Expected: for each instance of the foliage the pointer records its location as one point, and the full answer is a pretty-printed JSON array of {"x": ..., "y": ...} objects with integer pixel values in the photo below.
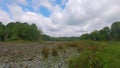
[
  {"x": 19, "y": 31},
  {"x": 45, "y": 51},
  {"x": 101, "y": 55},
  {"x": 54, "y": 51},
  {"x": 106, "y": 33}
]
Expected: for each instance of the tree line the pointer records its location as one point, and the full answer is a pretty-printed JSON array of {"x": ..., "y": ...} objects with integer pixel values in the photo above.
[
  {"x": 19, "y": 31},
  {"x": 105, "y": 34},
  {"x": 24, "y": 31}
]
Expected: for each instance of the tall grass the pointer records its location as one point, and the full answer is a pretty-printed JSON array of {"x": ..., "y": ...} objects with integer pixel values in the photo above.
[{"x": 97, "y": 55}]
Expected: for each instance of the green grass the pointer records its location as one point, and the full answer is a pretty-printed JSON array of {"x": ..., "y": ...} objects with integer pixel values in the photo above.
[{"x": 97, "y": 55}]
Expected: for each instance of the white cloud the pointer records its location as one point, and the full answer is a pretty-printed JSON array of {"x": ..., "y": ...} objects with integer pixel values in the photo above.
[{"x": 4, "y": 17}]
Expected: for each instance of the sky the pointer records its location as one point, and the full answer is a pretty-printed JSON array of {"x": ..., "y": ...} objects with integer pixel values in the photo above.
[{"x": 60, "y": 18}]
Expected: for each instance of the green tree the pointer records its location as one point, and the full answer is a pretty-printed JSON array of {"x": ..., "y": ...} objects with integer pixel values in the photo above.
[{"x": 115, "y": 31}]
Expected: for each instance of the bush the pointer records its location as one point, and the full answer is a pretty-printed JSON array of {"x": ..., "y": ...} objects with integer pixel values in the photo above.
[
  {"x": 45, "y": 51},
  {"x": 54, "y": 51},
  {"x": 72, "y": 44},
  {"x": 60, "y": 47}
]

——————————

Omitting the images, transcribe every record exactly.

--- Task answer ---
Expected: for each instance of the foliage the pointer records its location as one point, and the full answer is a pretty-printed JSON array of {"x": ..., "y": ...} objects with integer pixel values in the photo below.
[
  {"x": 19, "y": 31},
  {"x": 45, "y": 51},
  {"x": 101, "y": 55},
  {"x": 54, "y": 51},
  {"x": 106, "y": 33}
]
Expected: for each instance of the tree line the pointer records its location as one point, and the full answer is a pretty-printed JSON array of {"x": ..., "y": ...} objects with integer pixel values in the photo above.
[
  {"x": 19, "y": 31},
  {"x": 105, "y": 34},
  {"x": 24, "y": 31}
]
Expected: for each instance of the tall grass the pointer records its location as one point, and the full answer is a pretty-printed JSON array of {"x": ..., "y": ...} objects with integer pixel values in the photo above.
[{"x": 97, "y": 55}]
Expected: for each instance of the green grass the pointer records its location as one point, and the full answer is a pretty-printed JSON array of {"x": ..., "y": ...} objects with integer pixel values in the photo above.
[{"x": 97, "y": 55}]
Expected: for each instance of the white cloud the pointer records its location as one point, and the full answer is a pretty-printed JSON array of {"x": ..., "y": ...} objects with integer pixel values in the photo above.
[{"x": 4, "y": 17}]
Expected: for each instance of the sky the pointer records its location as one point, and the full answer is a pretty-printed JSON array of {"x": ..., "y": ...} objects with integer pixel values in the photo above.
[{"x": 60, "y": 18}]
Expected: for each instance of the green tree the pointer records its location as one point, and the full answer is a pretty-printed JSON array of {"x": ..., "y": ...} objects with integer pixel values in the photo above.
[{"x": 115, "y": 31}]
Expected: for each instance of the bush the pointer records its location as one point, and the full answer is a pretty-printed JSON array of {"x": ..., "y": ...} objects with integer pixel values in the photo above.
[
  {"x": 45, "y": 51},
  {"x": 54, "y": 51},
  {"x": 72, "y": 44},
  {"x": 60, "y": 47}
]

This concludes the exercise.